- **What you have to do**
List every line in the material below that contains the word "black".

- **Exercise material**
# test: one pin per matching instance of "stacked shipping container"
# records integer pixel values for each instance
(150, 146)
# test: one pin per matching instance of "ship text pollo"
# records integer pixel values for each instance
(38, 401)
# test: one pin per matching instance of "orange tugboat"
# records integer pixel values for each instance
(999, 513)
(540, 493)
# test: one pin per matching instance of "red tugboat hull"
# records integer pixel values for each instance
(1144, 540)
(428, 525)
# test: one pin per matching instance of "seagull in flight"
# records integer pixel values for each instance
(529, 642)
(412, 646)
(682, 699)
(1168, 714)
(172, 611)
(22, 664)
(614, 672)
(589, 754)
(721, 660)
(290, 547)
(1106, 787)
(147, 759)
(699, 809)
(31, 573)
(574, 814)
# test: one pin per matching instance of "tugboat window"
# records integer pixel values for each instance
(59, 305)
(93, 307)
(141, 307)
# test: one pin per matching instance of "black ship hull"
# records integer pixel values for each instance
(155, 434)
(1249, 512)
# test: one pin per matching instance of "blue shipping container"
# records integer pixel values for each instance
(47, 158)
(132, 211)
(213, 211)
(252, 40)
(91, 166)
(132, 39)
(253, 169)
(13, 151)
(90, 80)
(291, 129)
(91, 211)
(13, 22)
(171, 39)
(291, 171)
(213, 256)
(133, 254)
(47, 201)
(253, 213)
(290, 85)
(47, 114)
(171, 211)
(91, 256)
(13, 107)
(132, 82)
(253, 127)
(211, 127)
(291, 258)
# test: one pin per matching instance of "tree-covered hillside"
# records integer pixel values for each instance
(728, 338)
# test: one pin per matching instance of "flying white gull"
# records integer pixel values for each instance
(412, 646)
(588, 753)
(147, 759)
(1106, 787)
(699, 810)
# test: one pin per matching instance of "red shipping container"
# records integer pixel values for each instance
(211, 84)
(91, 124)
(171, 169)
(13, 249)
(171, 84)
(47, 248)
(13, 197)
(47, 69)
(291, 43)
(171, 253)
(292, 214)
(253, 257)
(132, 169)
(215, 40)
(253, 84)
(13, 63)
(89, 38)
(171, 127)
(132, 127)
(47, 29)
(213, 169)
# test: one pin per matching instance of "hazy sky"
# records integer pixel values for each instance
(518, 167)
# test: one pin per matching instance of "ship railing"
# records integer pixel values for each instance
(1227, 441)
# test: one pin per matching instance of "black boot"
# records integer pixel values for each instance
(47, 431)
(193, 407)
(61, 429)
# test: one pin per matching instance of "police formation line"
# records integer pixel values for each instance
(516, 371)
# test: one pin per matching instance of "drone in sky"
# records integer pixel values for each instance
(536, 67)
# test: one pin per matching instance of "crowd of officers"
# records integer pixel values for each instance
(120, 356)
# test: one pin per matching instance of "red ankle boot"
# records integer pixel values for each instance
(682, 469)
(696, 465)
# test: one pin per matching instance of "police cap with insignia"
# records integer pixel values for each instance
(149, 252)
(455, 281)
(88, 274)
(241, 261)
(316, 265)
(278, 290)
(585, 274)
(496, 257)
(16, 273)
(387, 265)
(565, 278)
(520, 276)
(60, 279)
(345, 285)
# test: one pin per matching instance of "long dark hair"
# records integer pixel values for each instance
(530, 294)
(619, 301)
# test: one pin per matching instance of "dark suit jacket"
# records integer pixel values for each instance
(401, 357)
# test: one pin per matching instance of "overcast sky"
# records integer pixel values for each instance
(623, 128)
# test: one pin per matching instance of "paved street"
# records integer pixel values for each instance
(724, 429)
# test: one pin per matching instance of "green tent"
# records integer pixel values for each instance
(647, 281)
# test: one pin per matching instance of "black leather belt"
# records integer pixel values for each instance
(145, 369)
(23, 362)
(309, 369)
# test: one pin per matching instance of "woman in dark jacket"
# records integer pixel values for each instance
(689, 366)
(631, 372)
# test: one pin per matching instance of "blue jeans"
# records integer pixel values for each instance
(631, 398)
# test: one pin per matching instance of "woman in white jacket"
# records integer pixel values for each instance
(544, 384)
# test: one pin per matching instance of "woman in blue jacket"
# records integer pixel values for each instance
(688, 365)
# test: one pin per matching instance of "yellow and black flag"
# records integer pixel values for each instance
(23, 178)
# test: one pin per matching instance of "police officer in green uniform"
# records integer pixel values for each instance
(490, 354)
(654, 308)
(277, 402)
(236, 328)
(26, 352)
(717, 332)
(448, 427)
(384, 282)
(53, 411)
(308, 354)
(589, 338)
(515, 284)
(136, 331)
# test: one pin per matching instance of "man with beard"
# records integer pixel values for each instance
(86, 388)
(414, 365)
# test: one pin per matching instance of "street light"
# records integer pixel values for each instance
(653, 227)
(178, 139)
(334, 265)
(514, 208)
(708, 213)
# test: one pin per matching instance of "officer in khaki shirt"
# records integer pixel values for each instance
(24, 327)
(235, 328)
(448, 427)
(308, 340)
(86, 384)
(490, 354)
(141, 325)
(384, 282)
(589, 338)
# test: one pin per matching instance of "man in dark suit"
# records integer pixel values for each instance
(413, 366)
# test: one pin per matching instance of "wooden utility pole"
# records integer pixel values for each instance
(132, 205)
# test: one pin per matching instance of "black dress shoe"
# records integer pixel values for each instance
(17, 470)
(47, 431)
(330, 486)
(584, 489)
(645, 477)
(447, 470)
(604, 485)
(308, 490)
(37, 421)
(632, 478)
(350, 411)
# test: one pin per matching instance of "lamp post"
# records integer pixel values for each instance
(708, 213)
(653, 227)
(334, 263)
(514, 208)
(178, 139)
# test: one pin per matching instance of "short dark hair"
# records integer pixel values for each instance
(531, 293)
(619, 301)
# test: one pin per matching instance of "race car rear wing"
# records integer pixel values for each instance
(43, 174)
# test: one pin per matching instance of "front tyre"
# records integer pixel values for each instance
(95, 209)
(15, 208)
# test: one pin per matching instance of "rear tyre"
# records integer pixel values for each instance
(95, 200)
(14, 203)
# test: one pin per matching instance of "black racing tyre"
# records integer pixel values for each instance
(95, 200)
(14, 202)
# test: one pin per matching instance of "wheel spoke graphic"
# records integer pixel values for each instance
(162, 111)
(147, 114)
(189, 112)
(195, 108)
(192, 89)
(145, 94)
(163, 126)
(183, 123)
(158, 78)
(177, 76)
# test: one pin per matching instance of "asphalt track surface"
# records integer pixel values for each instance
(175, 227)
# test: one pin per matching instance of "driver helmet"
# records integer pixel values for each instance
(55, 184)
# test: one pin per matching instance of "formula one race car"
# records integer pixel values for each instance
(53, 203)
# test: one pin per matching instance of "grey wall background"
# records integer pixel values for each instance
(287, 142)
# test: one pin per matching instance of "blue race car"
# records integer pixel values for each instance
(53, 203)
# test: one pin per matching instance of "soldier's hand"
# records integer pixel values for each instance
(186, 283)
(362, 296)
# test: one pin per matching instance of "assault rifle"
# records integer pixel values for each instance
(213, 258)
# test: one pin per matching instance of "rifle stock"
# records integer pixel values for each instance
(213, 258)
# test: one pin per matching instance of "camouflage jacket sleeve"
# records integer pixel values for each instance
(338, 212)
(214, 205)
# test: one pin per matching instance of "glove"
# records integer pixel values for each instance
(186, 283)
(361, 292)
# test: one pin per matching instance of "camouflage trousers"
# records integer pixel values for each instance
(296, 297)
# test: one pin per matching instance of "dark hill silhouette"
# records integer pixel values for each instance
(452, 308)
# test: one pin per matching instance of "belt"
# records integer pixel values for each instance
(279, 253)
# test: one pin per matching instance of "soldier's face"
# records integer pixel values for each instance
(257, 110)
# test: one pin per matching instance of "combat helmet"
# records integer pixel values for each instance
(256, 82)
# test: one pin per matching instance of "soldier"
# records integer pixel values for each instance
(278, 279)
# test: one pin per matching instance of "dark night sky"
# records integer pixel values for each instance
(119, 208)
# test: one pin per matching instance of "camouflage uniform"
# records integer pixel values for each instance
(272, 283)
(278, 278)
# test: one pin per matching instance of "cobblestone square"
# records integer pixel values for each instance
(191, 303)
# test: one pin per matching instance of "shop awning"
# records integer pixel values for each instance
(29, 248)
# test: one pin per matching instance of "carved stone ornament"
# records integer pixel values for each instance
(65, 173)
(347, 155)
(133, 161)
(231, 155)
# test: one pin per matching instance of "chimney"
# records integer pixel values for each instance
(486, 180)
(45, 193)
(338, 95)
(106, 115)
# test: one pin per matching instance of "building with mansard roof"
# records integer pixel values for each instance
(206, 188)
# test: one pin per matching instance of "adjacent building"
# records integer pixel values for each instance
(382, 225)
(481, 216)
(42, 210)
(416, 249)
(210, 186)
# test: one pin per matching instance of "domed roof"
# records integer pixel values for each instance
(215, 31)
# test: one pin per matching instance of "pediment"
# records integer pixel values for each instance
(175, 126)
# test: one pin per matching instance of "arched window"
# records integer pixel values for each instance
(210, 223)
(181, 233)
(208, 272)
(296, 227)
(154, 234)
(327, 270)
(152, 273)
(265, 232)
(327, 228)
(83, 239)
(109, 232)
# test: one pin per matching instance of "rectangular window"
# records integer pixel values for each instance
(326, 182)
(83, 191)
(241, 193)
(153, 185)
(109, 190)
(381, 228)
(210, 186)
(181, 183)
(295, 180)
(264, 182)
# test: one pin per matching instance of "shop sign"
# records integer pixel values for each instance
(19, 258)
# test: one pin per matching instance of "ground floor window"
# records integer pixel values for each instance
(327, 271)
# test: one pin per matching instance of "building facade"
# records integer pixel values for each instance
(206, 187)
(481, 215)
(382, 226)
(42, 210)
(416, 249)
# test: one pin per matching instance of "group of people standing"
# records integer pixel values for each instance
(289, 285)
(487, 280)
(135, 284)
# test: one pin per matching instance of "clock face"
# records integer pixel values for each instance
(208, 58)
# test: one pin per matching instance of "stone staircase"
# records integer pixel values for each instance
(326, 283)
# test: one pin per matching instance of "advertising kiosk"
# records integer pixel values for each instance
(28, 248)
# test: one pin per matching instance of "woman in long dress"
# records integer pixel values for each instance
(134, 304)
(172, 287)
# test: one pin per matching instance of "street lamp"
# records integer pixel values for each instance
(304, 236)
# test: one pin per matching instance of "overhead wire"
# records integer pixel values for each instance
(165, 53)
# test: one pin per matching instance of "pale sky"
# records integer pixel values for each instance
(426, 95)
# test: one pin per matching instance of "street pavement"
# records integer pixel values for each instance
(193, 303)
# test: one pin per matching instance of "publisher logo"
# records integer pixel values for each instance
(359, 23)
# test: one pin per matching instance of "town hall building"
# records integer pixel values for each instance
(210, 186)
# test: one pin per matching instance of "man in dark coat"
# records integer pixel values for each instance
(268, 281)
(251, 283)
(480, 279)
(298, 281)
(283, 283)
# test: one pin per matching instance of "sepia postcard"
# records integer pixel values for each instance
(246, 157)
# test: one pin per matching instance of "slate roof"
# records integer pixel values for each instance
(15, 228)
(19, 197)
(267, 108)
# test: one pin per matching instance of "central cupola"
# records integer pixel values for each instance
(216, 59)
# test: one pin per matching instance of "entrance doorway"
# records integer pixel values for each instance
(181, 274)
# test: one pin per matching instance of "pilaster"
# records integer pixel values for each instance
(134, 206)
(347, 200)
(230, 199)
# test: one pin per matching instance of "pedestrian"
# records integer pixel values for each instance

- **Answer to this exercise**
# test: one pin per matching instance of "black ship hull"
# test: one pin per matching instance of "black boot"
# test: one pin per matching instance of "black leather belt"
# test: one pin per matching instance of "yellow and black flag"
# test: one pin per matching instance of "black dress shoe"
# test: one pin per matching instance of "black racing tyre"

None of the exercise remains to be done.